▸ **What you should do**
Render every line of the records below as a JSON list of strings, one string per line, skipping any blank lines. Leave the pictures out.

----- Supplied information -----

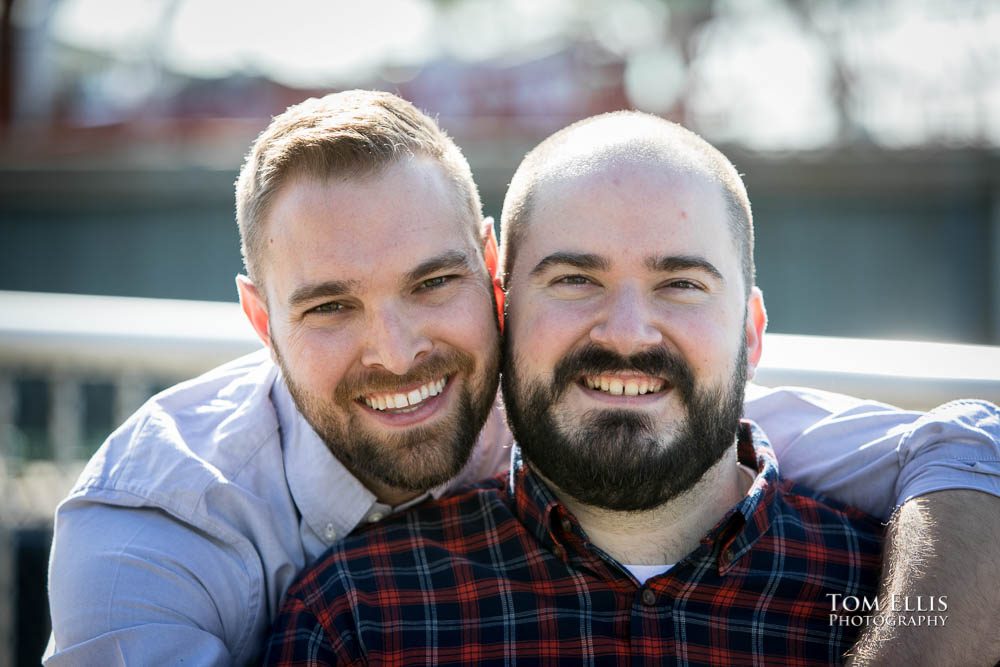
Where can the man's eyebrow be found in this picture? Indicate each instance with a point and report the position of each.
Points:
(327, 289)
(452, 260)
(579, 260)
(671, 263)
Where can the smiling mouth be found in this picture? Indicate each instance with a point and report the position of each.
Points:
(625, 385)
(404, 401)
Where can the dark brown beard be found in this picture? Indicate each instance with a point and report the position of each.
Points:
(420, 458)
(614, 459)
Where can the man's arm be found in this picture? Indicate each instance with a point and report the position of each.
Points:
(939, 547)
(136, 586)
(943, 468)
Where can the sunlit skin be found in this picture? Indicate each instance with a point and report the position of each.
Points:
(630, 256)
(650, 261)
(370, 282)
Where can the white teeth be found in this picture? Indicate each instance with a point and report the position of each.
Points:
(409, 399)
(628, 387)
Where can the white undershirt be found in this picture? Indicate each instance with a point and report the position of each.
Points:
(645, 572)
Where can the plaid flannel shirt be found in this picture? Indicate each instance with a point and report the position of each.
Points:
(502, 574)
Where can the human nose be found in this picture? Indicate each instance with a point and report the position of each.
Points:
(394, 341)
(626, 324)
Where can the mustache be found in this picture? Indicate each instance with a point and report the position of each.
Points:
(594, 360)
(376, 380)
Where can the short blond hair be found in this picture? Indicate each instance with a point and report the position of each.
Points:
(347, 135)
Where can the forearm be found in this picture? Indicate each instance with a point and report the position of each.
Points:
(942, 547)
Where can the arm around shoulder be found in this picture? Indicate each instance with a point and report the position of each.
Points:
(134, 585)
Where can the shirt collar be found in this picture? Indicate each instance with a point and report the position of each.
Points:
(736, 533)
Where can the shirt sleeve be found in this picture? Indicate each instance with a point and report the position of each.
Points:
(136, 586)
(875, 456)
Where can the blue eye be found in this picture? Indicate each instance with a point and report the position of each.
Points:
(431, 283)
(327, 308)
(572, 280)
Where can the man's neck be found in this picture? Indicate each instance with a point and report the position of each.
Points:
(668, 533)
(385, 494)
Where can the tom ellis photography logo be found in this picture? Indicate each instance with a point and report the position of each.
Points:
(917, 610)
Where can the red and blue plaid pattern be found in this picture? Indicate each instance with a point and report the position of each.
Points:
(502, 574)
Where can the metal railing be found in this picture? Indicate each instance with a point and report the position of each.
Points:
(68, 342)
(136, 345)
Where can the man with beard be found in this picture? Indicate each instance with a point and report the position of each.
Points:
(370, 282)
(641, 521)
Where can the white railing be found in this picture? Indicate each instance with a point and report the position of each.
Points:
(137, 343)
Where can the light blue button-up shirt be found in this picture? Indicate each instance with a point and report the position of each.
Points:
(186, 528)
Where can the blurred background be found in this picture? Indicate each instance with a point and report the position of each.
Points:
(868, 134)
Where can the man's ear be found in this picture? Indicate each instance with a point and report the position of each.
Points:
(491, 254)
(254, 307)
(755, 325)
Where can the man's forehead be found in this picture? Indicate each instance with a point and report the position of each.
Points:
(352, 229)
(674, 211)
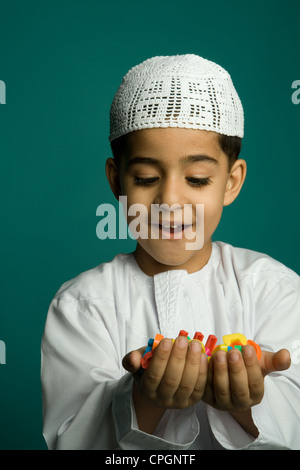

-----

▸ **Answer to this exercise**
[
  "Where can the man's eyebrow be found in this picture? Indicate each instance with a point and report the position of each.",
  "Points:",
  "(327, 289)",
  "(452, 260)",
  "(579, 260)",
  "(671, 263)",
  "Where can the smiling mouth be found in this picture? Indicate each instance with a point and report the position of each.",
  "Points:",
  "(625, 385)",
  "(404, 401)",
  "Where can the dark brown beard be found in this picture? Indicate each instance with a point and report the position of each.",
  "Points:",
  "(420, 458)",
  "(614, 459)",
  "Where can the man's arm be found in this picture? Indicate each instance with a point and report the position of each.",
  "Points:",
  "(939, 547)",
  "(136, 586)",
  "(943, 468)",
  "Where can the sunlit skin be found in this picture? Indicate each instance with a point and report the position of each.",
  "Points:",
  "(630, 256)",
  "(650, 261)",
  "(370, 282)",
  "Where can the white teeth be found in this picture? Indicate each instance with a point and report the position of each.",
  "Points:",
  "(409, 399)",
  "(628, 387)",
  "Where can the white undershirt be found in this picture? Indicate each instance with a point and report the position of each.",
  "Points:",
  "(645, 572)",
  "Where can the plaid flannel shirt be found in this picture? Indicate each instance with a point and report the position of each.",
  "Points:",
  "(502, 574)",
  "Where can the human nose be found in this picture? Indicate each instance with a point and report the position of each.",
  "Points:",
  "(394, 341)",
  "(626, 324)",
  "Where can the mustache be found in this picture? Indicate each instance with a point and report the position of each.",
  "Points:",
  "(594, 360)",
  "(376, 380)",
  "Where can the short blond hair be found in this picture? Indicate each instance with a point and report the position of each.",
  "Points:",
  "(347, 135)",
  "Where can the forearm be found in this picture? Indicate each instance with a point and report the position of each.",
  "Points:",
  "(942, 547)",
  "Where can the arm around shoulder be found in this picture? Indicate each instance with a point and report the position of each.",
  "Points:",
  "(134, 585)",
  "Where can the shirt collar be found in this picture? Indicate each instance with a point and report the position of each.",
  "Points:",
  "(736, 533)",
  "Where can the shirt sleeve be found in this picture? Indicate each instance with a point and report the position of each.",
  "Points:",
  "(136, 586)",
  "(875, 456)",
  "Where can the blue eye be found in this picture? Indicate each instance with a point and report the position of each.",
  "Points:",
  "(431, 283)",
  "(327, 308)",
  "(572, 280)",
  "Where can the man's neck be found in this picture? Indicate each instance with a point and report the position of each.",
  "Points:",
  "(668, 533)",
  "(385, 494)",
  "Where can the tom ellis photography logo be found in this picture? Indicate each instance with a point and report the position of each.",
  "Points:",
  "(917, 610)",
  "Where can the red and blue plaid pattern be found in this picture? Indicate each instance with a point and report the position of each.",
  "Points:",
  "(502, 574)",
  "Where can the metal railing be found in this picture? Indicate each instance with a point and report the position of each.",
  "Points:",
  "(68, 342)",
  "(136, 345)",
  "Where can the man with beard be found in this picture? Indicate each instance with a point and report the position of each.",
  "Points:",
  "(370, 282)",
  "(641, 521)",
  "Where can the white railing be found in this picture? Indicate each instance with a point and report the position of each.",
  "Points:",
  "(137, 343)",
  "Where can the light blue button-up shirt be found in this picture? Indicate each instance with a point and report the position of each.",
  "Points:",
  "(186, 528)",
  "Where can the blurred background be found in this picture? Indicate each instance with a point and report the position of each.",
  "Points:",
  "(868, 134)",
  "Where can the man's ear be found in this picture? Indicate each instance with a point and report the position of each.",
  "Points:",
  "(491, 254)",
  "(254, 307)",
  "(755, 325)",
  "Where can the man's forehead be found in this picture? Indicate each instance with a point and report the position of each.",
  "Points:",
  "(352, 229)",
  "(674, 211)"
]